Records to use –
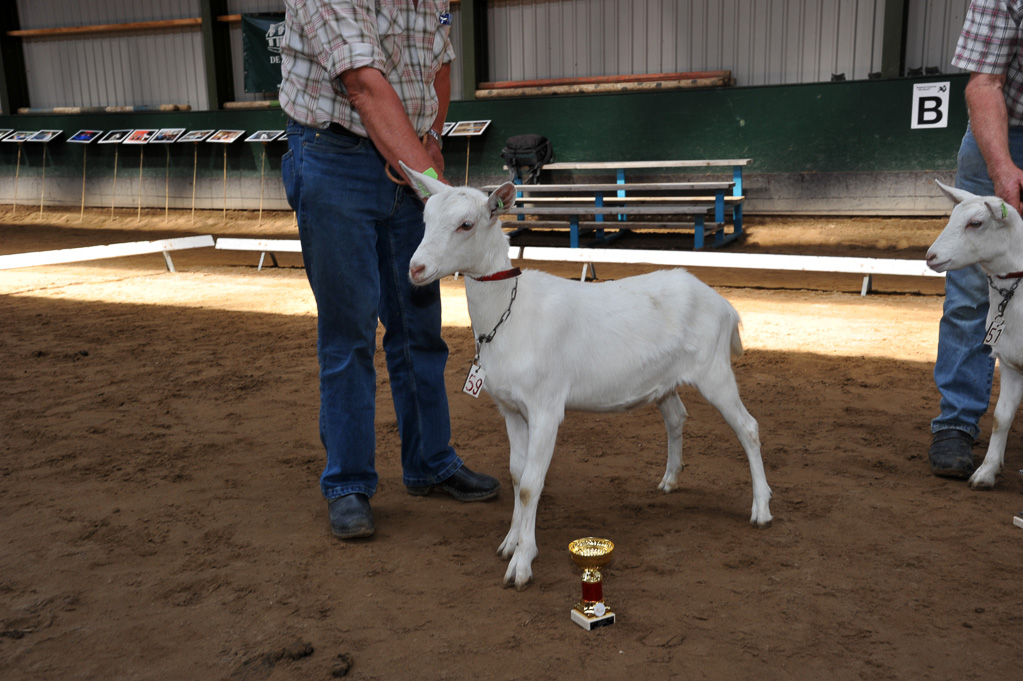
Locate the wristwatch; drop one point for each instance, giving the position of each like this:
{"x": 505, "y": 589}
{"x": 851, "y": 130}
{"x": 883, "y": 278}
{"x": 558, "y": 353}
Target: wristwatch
{"x": 433, "y": 133}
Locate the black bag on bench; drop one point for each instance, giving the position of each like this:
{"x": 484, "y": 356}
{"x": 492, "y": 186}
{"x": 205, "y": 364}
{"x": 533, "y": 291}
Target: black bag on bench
{"x": 529, "y": 151}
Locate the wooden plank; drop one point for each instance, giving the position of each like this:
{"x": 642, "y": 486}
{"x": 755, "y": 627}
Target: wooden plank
{"x": 598, "y": 88}
{"x": 620, "y": 210}
{"x": 63, "y": 256}
{"x": 105, "y": 28}
{"x": 513, "y": 225}
{"x": 626, "y": 199}
{"x": 628, "y": 186}
{"x": 635, "y": 165}
{"x": 278, "y": 245}
{"x": 592, "y": 80}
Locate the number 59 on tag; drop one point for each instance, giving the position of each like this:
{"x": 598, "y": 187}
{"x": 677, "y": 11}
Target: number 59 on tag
{"x": 474, "y": 381}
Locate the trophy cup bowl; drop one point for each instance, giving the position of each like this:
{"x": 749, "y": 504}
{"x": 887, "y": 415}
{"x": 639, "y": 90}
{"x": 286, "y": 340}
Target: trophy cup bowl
{"x": 591, "y": 553}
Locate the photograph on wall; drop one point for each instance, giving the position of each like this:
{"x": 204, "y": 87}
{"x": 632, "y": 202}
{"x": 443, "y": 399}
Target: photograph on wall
{"x": 19, "y": 136}
{"x": 469, "y": 128}
{"x": 115, "y": 137}
{"x": 139, "y": 136}
{"x": 167, "y": 135}
{"x": 226, "y": 136}
{"x": 264, "y": 135}
{"x": 195, "y": 136}
{"x": 85, "y": 136}
{"x": 45, "y": 136}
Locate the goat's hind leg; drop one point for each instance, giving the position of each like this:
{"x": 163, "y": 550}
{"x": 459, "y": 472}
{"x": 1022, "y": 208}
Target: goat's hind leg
{"x": 719, "y": 389}
{"x": 542, "y": 435}
{"x": 1010, "y": 395}
{"x": 519, "y": 441}
{"x": 674, "y": 415}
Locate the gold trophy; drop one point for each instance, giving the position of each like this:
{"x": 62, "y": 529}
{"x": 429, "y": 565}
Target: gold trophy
{"x": 591, "y": 553}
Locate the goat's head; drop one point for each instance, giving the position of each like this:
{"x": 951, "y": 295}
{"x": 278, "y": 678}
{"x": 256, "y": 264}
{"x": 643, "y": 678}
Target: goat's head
{"x": 462, "y": 231}
{"x": 981, "y": 230}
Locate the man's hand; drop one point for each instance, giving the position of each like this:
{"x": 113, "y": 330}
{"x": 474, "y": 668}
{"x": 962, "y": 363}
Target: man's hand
{"x": 989, "y": 121}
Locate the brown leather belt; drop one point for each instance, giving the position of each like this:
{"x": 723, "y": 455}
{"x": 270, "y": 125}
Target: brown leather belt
{"x": 339, "y": 129}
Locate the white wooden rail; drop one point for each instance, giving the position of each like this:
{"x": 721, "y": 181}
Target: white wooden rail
{"x": 63, "y": 256}
{"x": 587, "y": 257}
{"x": 865, "y": 266}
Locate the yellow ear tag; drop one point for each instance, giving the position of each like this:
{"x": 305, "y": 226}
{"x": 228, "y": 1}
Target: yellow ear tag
{"x": 426, "y": 193}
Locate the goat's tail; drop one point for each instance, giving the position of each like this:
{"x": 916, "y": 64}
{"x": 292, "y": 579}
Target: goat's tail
{"x": 737, "y": 341}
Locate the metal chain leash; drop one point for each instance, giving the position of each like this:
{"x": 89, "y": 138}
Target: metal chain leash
{"x": 487, "y": 337}
{"x": 1007, "y": 293}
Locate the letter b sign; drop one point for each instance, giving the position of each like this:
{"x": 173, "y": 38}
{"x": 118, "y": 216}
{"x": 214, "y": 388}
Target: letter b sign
{"x": 930, "y": 105}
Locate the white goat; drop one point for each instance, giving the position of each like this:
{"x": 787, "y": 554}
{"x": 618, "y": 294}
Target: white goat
{"x": 551, "y": 344}
{"x": 986, "y": 231}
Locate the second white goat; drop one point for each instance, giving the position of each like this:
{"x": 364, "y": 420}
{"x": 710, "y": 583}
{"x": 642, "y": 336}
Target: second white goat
{"x": 548, "y": 345}
{"x": 986, "y": 231}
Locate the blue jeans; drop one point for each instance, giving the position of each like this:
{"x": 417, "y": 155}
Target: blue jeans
{"x": 358, "y": 232}
{"x": 965, "y": 367}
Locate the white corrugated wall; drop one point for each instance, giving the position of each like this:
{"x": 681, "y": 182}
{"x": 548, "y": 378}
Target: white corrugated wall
{"x": 933, "y": 28}
{"x": 762, "y": 42}
{"x": 148, "y": 67}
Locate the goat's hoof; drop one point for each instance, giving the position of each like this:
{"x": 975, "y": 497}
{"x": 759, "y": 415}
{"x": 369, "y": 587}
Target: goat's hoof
{"x": 514, "y": 581}
{"x": 981, "y": 482}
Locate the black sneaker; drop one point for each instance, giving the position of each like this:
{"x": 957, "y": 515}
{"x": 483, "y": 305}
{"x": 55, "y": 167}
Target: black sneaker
{"x": 951, "y": 454}
{"x": 463, "y": 486}
{"x": 351, "y": 516}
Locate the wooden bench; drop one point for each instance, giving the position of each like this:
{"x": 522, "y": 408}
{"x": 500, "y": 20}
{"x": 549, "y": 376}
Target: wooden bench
{"x": 574, "y": 214}
{"x": 571, "y": 201}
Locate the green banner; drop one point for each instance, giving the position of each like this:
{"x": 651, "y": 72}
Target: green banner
{"x": 261, "y": 39}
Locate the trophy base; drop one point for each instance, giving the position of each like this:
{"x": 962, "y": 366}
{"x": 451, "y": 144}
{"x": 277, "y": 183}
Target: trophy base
{"x": 590, "y": 624}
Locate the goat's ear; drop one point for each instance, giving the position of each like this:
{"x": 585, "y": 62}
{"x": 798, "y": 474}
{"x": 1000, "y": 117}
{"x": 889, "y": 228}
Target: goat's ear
{"x": 957, "y": 195}
{"x": 998, "y": 210}
{"x": 424, "y": 185}
{"x": 502, "y": 198}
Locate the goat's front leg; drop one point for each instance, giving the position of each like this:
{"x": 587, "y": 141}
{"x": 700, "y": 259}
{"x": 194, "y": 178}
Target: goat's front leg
{"x": 674, "y": 418}
{"x": 1009, "y": 400}
{"x": 542, "y": 435}
{"x": 519, "y": 441}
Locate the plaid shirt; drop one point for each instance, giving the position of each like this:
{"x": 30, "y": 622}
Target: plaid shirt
{"x": 991, "y": 42}
{"x": 324, "y": 38}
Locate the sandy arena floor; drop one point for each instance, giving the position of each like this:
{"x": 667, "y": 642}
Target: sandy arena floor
{"x": 160, "y": 516}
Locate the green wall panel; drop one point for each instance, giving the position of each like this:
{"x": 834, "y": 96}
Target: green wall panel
{"x": 852, "y": 127}
{"x": 860, "y": 126}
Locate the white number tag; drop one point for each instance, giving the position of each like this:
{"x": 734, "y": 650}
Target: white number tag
{"x": 994, "y": 331}
{"x": 474, "y": 381}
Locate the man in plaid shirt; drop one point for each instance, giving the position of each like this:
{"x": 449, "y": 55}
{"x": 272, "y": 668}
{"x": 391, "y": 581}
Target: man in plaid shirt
{"x": 988, "y": 164}
{"x": 363, "y": 82}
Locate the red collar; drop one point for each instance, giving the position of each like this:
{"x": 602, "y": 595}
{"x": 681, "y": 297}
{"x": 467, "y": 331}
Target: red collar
{"x": 514, "y": 272}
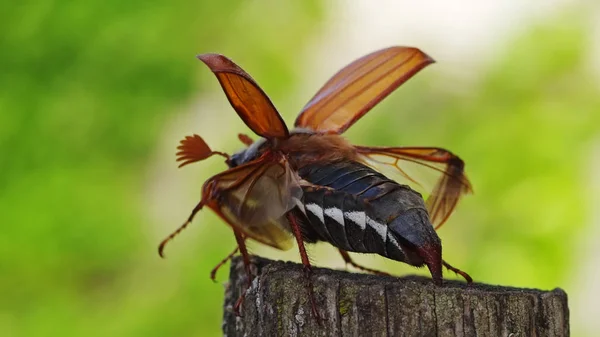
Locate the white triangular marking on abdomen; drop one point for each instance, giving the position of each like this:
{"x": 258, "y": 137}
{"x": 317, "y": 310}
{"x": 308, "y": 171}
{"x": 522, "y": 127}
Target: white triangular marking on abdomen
{"x": 317, "y": 211}
{"x": 357, "y": 217}
{"x": 336, "y": 214}
{"x": 380, "y": 228}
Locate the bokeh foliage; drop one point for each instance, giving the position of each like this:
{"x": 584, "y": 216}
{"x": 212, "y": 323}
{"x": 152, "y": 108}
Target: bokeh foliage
{"x": 86, "y": 90}
{"x": 525, "y": 131}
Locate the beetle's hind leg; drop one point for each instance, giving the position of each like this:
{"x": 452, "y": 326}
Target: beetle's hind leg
{"x": 458, "y": 272}
{"x": 249, "y": 276}
{"x": 351, "y": 262}
{"x": 213, "y": 272}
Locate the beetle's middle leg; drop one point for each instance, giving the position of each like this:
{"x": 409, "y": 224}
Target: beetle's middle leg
{"x": 305, "y": 262}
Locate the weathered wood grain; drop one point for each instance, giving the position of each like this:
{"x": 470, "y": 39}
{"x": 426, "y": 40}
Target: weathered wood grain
{"x": 367, "y": 305}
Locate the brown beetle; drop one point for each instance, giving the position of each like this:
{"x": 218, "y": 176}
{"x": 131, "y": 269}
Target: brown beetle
{"x": 310, "y": 182}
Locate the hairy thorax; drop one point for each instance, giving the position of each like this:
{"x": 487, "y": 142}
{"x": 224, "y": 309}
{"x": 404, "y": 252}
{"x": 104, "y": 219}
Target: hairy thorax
{"x": 306, "y": 148}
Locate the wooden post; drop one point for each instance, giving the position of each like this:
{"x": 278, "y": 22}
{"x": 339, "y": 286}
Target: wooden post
{"x": 354, "y": 304}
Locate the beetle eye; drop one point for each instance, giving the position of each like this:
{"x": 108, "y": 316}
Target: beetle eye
{"x": 234, "y": 160}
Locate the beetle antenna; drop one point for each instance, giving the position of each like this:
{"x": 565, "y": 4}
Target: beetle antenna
{"x": 458, "y": 272}
{"x": 161, "y": 247}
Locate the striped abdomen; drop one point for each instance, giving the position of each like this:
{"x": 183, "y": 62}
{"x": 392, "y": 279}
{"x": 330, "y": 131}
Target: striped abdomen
{"x": 358, "y": 209}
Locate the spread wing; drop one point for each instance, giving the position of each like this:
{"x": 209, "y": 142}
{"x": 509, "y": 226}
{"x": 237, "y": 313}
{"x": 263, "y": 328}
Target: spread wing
{"x": 255, "y": 197}
{"x": 435, "y": 172}
{"x": 358, "y": 87}
{"x": 246, "y": 97}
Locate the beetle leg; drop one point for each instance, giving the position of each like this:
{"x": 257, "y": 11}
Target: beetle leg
{"x": 306, "y": 263}
{"x": 213, "y": 272}
{"x": 246, "y": 258}
{"x": 458, "y": 272}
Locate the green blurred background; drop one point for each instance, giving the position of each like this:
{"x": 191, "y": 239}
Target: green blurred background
{"x": 94, "y": 97}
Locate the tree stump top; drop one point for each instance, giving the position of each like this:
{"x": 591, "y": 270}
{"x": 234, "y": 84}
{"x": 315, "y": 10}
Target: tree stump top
{"x": 354, "y": 304}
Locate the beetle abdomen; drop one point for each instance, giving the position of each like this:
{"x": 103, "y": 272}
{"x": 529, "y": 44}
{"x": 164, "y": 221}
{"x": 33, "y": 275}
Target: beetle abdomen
{"x": 359, "y": 209}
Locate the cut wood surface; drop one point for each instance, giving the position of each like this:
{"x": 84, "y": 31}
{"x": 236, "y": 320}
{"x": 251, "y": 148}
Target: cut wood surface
{"x": 354, "y": 304}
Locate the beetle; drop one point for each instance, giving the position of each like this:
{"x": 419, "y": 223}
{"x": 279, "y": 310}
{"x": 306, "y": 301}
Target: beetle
{"x": 310, "y": 184}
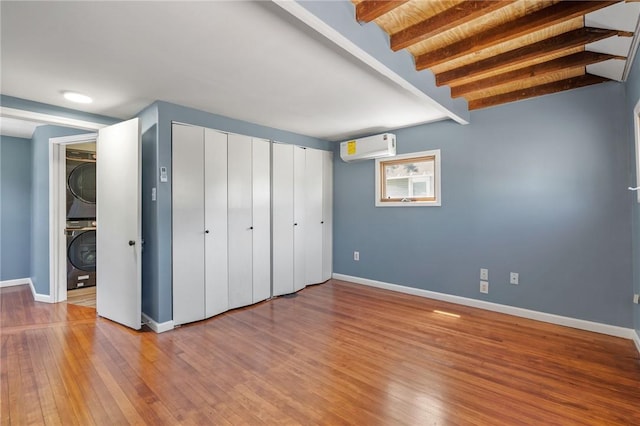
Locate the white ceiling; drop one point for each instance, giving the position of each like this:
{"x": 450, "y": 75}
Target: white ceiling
{"x": 246, "y": 60}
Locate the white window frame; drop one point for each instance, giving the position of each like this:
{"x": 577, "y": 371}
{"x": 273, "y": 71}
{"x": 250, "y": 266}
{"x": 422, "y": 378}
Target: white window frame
{"x": 636, "y": 128}
{"x": 411, "y": 203}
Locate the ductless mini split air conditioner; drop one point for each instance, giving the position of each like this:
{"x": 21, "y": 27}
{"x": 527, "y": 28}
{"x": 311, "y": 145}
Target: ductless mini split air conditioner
{"x": 377, "y": 146}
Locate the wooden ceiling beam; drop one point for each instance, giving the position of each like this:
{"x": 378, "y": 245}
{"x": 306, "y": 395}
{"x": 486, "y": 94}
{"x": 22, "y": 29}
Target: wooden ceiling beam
{"x": 580, "y": 59}
{"x": 531, "y": 92}
{"x": 559, "y": 43}
{"x": 368, "y": 10}
{"x": 548, "y": 16}
{"x": 457, "y": 15}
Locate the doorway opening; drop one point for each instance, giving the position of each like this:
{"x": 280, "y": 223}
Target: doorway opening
{"x": 73, "y": 217}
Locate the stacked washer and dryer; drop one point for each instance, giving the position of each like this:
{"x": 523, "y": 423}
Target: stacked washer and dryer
{"x": 81, "y": 217}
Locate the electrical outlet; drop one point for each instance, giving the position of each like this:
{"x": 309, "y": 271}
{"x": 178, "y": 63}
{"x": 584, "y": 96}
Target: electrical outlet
{"x": 484, "y": 274}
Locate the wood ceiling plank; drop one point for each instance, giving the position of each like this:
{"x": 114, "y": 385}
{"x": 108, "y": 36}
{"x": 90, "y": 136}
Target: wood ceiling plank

Goal –
Please express everything from the line containing "Locate the stacked" down to the end of the lines as a JSON list of strings, one string per line, leaving out blank lines.

Correct result –
[
  "Locate the stacked washer and dryer; drop one point for each instance, giving the position of each like this:",
  "{\"x\": 523, \"y\": 423}",
  "Target: stacked washer and dryer",
  "{\"x\": 81, \"y\": 217}",
  "Locate the electrical outlet; drop one point for each instance, giving the position of each like this:",
  "{\"x\": 309, \"y\": 271}",
  "{\"x\": 178, \"y\": 63}",
  "{\"x\": 584, \"y\": 96}",
  "Target: electrical outlet",
  "{\"x\": 484, \"y\": 274}",
  "Locate the wood ceiling plank; drop one point for each instance, giving the position of each like this:",
  "{\"x\": 114, \"y\": 385}",
  "{\"x\": 108, \"y\": 36}",
  "{\"x\": 90, \"y\": 136}",
  "Target: wood ceiling plank"
]